En second lieu, les développements qui précèdent relativement à la distinctivité de la marque verbale sont d’autant plus applicables à la marque semi-figurative que l’élément figuratif de cette marque en renforce la distinctivité par lui même et par la typographie particulière utilisée, l’appelante n’étant pas fondée à prétendre que l’adjonction de l’élément figuratif serait inopérante en ce qu’elle ne ferait que mettre en avant l’élément verbal, lui même dépourvu de caractère distinctif.

Le premier juge doit être approuvé sur ce point quand il rappelle qu’une marque complexe doit être appréciée dans son ensemble et qu’en l’espèce, l’élément verbal et l’élément figuratif qui composent la marque contestée sont d’égale importance dans la représentation du signe, sans domination de l’un par rapport à l’autre.

Il est aussi exact que la représentation du béret est très stylisée, que le ‘cabillou’ attire l’attention visuelle par sa couleur rouge tranchant sur le fond noir, élément caractéristique des bérets commercialisés par la société LBF et dont la couleur diffère toujours en tout cas de celle du béret.

C’est donc par une juste application du droit que le tribunal a aussi rejeté la demande de nullité de la marque semi-figurative fondée sur son absence de distinctivité en relevant d’ailleurs de manière pertinente que c’était justement le renforcement du caractère distinctif de la marque par son élément figuratif qui expliquait que l’INPI, contrairement à ce qu’il avait fait pour la marque verbale, avait accepté l’enregistrement pour la catégorie ‘chapellerie’ en considérant qu’elle recouvrait les bérets.

- _Enregistrements fournis_
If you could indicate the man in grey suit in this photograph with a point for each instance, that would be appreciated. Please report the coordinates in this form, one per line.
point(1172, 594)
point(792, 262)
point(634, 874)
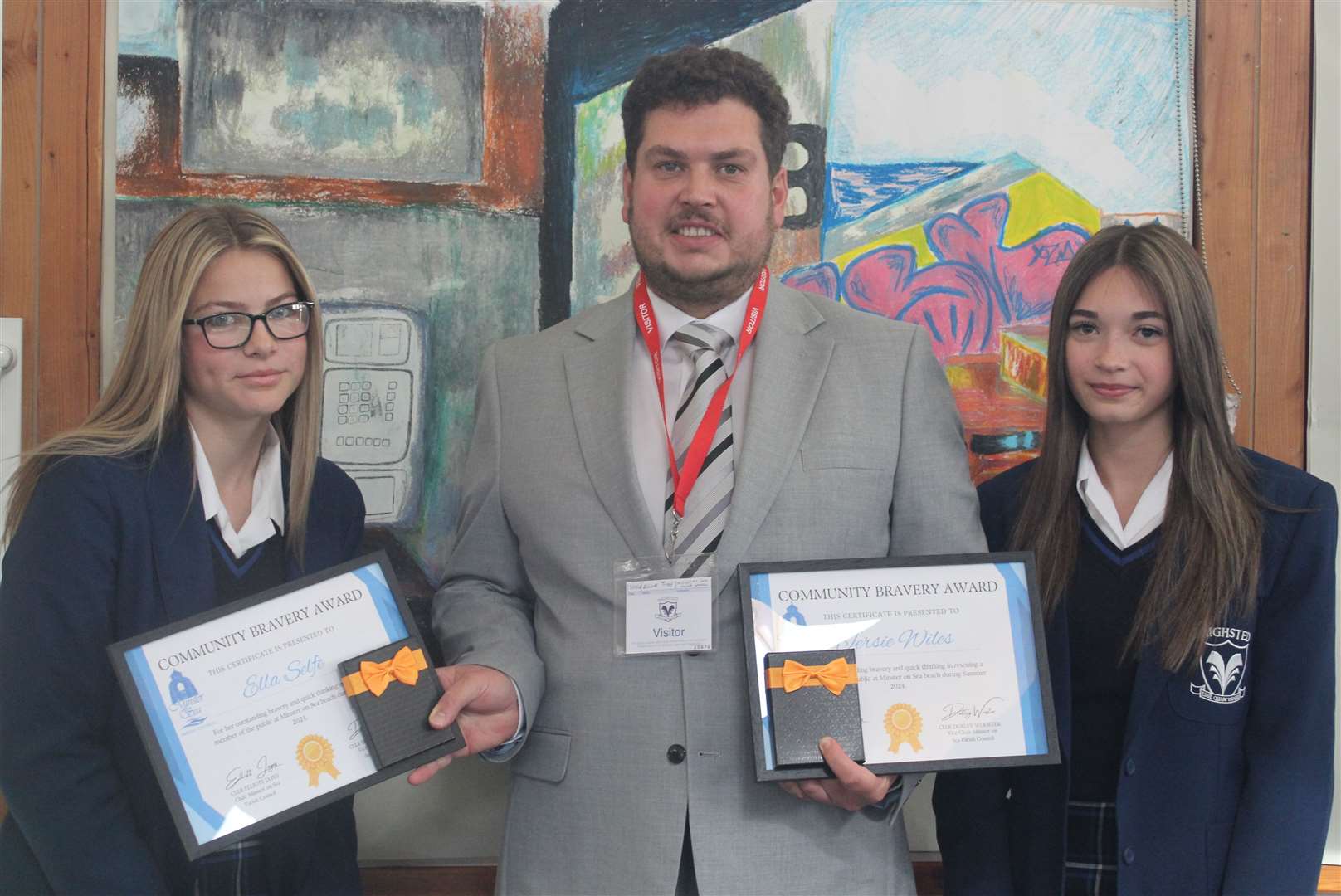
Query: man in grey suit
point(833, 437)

- _Consignes_
A: Recopiez fidèlement, dans l'extrait sur la distinctivité des marques, tout le passage qui va de "C’est donc par" jusqu'à "recouvrait les bérets.".
B: Réécrivez telles quelles toutes les lignes des enregistrements ci-dessus, sans y faire figurer les images.

- _Réponses attendues_
A:
C’est donc par une juste application du droit que le tribunal a aussi rejeté la demande de nullité de la marque semi-figurative fondée sur son absence de distinctivité en relevant d’ailleurs de manière pertinente que c’était justement le renforcement du caractère distinctif de la marque par son élément figuratif qui expliquait que l’INPI, contrairement à ce qu’il avait fait pour la marque verbale, avait accepté l’enregistrement pour la catégorie ‘chapellerie’ en considérant qu’elle recouvrait les bérets.

B:
If you could indicate the man in grey suit in this photograph with a point for each instance, that would be appreciated. Please report the coordinates in this form, one per line.
point(1172, 594)
point(792, 262)
point(634, 874)
Query: man in grey suit
point(833, 437)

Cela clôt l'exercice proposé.